The Other Critics

Wells and Sutton Offer Sandy Dining Advice; Cuozzo Doubly Puzzled at Il Mulino

Salumeria Rosi.
Salumeria Rosi. Photo: Jenny Westerhoff/New York Magazine

This week our own Adam Platt made a trip uptown to Salumeria Rosi Parmacotto, where he gave two stars to rigatoni con melanzane and Cesare Casella’s “signature ‘rosemary perfumed’ Berkshire pork chop.” Where did New York’s other critics sup this week? Read on to find out.

Hurricane Sandy made for a few aberrations for our weekly eaters: In lieu of formal reviews, Pete Wells penned a love letter to downtown, and Ryan Sutton offers “Survival Tips for Restaurants Post-Sandy.”

“Restaurants, like rock stars,” begins Stan Sagner in his review of Perla, “can often succumb to their own success.” Such, he says, is the case here. The regional Italian dishes are “occasionally brilliant,” but service and interminable waits during peak hours leave a bad taste is Sagner’s mouth. Food-wise, “stunning emerald Brussels sprouts … tempered by chanterelles and creamy parsnip puree” start things off right, while the “splendid complex tripe and guanciale ragu” only made the inconsistent pasta look worse. Three out of five stars.

After a visit to the new UES location of Il Mulino, Steve Cuozzo wants to know: “How can a new, supposedly celebrity-magnet restaurant seem bridge-and-tunnel when the bridges and tunnels are closed?” If that brain teaser isn’t enough, the prices are sure to confuse. In his star-and-a-half review, Cuozzo offers the following advice for navigating a menu of prices he “gagged on every time” in a restaurant full of “big-bellied guys” and “tattooed-back females”: “gobble as much as possible of the abbondanza of gratis antipasti,” “choose half-orders of pasta as your main course,” and stick to seafood (“poached and marinated octopus — peppery, vividly herbed and olive-tinted — justified its $22 tab”). In conclusion, “may your wallet be thick, and warned.”

#### Directions:
(a) Can you reproduce the restaurant critics roundup starting with "This week our" and going on through "to find out.", substituting "three stars" for "two stars"?
(b) What does the restaurant critics roundup say on each of these points?
(i) How many stars out of five did Stan Sagner give Perla?
(ii) What is the title of Ryan Sutton's piece?
(iii) What was the tab for the octopus at Il Mulino?
(c) Could you carry on the restaurant critics roundup past its final sentence?

[Labeled shape records]
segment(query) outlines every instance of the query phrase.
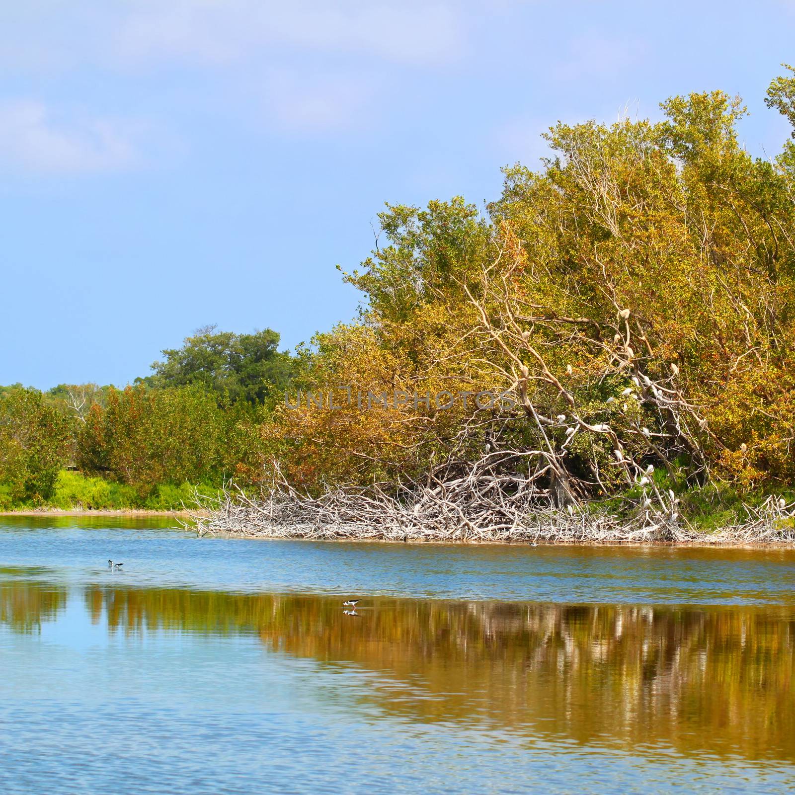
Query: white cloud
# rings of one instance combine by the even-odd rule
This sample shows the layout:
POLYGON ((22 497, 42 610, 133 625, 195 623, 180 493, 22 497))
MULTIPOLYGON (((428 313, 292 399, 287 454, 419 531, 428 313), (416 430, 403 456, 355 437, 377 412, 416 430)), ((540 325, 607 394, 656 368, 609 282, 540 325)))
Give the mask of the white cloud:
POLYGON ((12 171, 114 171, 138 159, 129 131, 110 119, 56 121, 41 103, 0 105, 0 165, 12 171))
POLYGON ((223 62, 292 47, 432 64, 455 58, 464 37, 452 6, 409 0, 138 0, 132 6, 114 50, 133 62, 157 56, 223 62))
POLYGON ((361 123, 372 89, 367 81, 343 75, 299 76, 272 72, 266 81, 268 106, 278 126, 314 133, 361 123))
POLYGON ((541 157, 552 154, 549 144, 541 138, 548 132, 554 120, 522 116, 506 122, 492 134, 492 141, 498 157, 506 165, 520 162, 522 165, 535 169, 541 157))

--

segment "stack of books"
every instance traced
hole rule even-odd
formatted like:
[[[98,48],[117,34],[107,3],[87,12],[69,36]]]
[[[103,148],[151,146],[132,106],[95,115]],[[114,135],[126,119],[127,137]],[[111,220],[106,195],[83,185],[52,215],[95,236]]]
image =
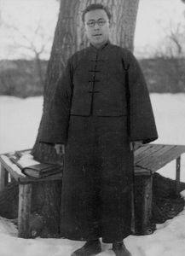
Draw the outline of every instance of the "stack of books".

#### Responses in order:
(a)
This week our own Adam Platt made a trip uptown to Salumeria Rosi Parmacotto, where he gave three stars to rigatoni con melanzane and Cesare Casella’s “signature ‘rosemary perfumed’ Berkshire pork chop.” Where did New York’s other critics sup this week? Read on to find out.

(b)
(i) Three out of five stars.
(ii) "Survival Tips for Restaurants Post-Sandy."
(iii) $22.

(c)
Ever attentive to language, The New Yorker asks in its write-up of Bistro Petit, what’s in a name? “No more than is necessary,” argues Hannah Goldfield. Faithfully upheld reservations, “warm but unobtrusive service,” and “farmhouse décor and Benny Goodman on the stereo” set the stage for the food to shine at this tiny (tiny) Williamsburg bistro.

Robert Sietsema and Tejal Rao find the South — old and new — in the East Village. Sietsema finds fowl (and fish) at Bobwhite. Both are fried, of course — but in a style more South Carolina than South Williamsburg. As for the catfish, “each fillet crackles like the sound of a car fender crumpling on a brick wall.” The small menu finishes sandwiches with southern sides like Brunswick stew, and two desserts: a banana pudding and, in what “might be the menu’s greatest triumph,” “a boxcar of cakey pudding rife with nuts and sluiced with a salty caramel sauce. Rao’s visit to Exchange Alley finds New Orleans by way of Brooklyn native Paul Gerard, who conjures fried jambalaya, fried okra (pickled beforehand), and a French-style pudding made from house blood sausage, so “wonderfully sweet and soft with a delicate crumb” that “it could stand in for cake at a gothic winter wedding.”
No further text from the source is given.